◆ **Provided data**:
——

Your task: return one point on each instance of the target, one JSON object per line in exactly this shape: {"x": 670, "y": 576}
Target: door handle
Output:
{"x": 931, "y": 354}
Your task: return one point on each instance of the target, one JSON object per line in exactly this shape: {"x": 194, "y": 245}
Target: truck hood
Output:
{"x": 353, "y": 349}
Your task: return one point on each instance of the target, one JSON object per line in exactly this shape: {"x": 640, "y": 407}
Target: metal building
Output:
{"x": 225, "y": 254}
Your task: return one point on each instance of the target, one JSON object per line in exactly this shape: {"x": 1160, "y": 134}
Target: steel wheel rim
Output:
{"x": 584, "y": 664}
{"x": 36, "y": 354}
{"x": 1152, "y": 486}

——

◆ **What is asked**: All of the lines above need to be given again exactly.

◆ **Problem solution**:
Your task: return one point on each instance of the target, one JSON object per line in exactly this shape: {"x": 670, "y": 576}
Target: door handle
Output:
{"x": 931, "y": 354}
Your task: return one point on each instance of the target, one JSON object per line in exactly this shape: {"x": 194, "y": 245}
Target: truck hood
Output:
{"x": 353, "y": 349}
Your task: return one point on each instance of the target, one JSON object per line in exactly this shape: {"x": 640, "y": 407}
Target: metal building
Output:
{"x": 225, "y": 254}
Your task: return one point on each instance of the target, one JSON object per line in exactly this shape: {"x": 1160, "y": 134}
Target: steel wheel rim
Output:
{"x": 584, "y": 664}
{"x": 36, "y": 354}
{"x": 1152, "y": 486}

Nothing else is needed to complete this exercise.